··· Available records

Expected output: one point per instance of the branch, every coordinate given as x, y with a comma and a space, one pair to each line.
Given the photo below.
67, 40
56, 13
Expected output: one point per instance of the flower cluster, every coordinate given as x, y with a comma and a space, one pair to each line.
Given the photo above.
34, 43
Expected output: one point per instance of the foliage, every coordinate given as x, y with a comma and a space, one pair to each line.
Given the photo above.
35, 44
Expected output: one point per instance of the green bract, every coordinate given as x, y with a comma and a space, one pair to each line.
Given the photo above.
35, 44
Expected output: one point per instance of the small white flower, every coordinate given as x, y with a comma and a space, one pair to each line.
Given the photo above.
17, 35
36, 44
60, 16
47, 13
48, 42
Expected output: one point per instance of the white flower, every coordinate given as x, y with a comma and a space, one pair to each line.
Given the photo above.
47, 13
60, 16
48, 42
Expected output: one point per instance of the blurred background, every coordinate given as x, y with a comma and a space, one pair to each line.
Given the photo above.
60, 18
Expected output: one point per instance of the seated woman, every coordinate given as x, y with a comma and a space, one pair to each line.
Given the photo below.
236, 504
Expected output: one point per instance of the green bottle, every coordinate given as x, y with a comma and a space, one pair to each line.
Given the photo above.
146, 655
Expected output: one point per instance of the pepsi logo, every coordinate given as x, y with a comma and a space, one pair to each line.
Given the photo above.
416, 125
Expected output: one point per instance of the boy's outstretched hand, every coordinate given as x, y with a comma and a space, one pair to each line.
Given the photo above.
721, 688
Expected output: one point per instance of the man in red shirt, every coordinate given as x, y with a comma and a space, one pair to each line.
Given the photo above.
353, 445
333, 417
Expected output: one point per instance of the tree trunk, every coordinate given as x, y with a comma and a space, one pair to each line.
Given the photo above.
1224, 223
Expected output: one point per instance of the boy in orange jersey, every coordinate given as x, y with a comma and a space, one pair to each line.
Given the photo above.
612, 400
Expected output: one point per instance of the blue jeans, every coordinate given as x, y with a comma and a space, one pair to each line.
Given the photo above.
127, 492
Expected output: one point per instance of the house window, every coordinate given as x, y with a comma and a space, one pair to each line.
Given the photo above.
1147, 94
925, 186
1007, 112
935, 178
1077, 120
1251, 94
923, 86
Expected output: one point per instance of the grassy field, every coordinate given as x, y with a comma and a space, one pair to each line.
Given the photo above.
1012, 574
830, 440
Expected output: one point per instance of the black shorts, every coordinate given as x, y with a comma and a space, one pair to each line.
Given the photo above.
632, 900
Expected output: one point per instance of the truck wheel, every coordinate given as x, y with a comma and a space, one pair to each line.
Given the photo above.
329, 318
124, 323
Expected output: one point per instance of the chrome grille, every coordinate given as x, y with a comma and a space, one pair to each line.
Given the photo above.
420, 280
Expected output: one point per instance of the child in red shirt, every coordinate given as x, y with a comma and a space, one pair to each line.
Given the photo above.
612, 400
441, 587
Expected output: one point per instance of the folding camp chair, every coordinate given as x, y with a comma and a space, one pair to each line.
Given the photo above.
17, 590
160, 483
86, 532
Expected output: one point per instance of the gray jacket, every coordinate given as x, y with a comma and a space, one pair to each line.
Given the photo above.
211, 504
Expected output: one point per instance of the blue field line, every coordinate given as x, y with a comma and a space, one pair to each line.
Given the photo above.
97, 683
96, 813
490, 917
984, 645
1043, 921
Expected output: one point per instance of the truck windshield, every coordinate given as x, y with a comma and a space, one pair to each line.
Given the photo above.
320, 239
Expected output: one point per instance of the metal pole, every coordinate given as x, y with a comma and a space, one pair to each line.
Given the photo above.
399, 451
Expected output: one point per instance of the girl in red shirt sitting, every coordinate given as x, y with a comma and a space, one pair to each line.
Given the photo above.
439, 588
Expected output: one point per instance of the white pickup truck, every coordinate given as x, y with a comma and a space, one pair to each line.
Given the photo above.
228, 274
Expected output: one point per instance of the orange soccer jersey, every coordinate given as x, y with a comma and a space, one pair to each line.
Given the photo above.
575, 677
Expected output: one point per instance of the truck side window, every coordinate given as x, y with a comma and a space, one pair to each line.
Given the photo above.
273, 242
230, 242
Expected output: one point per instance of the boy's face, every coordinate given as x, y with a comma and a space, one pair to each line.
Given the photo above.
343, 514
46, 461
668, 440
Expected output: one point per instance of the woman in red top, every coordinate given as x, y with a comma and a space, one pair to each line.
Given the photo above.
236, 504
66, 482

······

Problem to work on: Can you quote, word for word, the data above from the line containing "Expected output: one point per instance of the orange" through the final line, both included?

Exercise output:
Expected output: one point per instance of the orange soccer jersey, every coordinate given as x, y with a comma and a space, one pair to each line.
Given the photo above.
575, 677
Expected output: one point per instance of the truck side window, every coordinate given as x, y with a comma and a space, one pair to each line.
Given the photo above.
273, 242
230, 242
Expected output: one point per instance of the boy's face, every coordinate given as x, y with a comma and a space, one pair to each line.
Given the photo above.
343, 514
46, 461
668, 440
Expected output: one point per instance of the woman in red top, every coordinate given as x, y with a comma and a space, one pair to each line.
Given the photo above.
236, 504
66, 482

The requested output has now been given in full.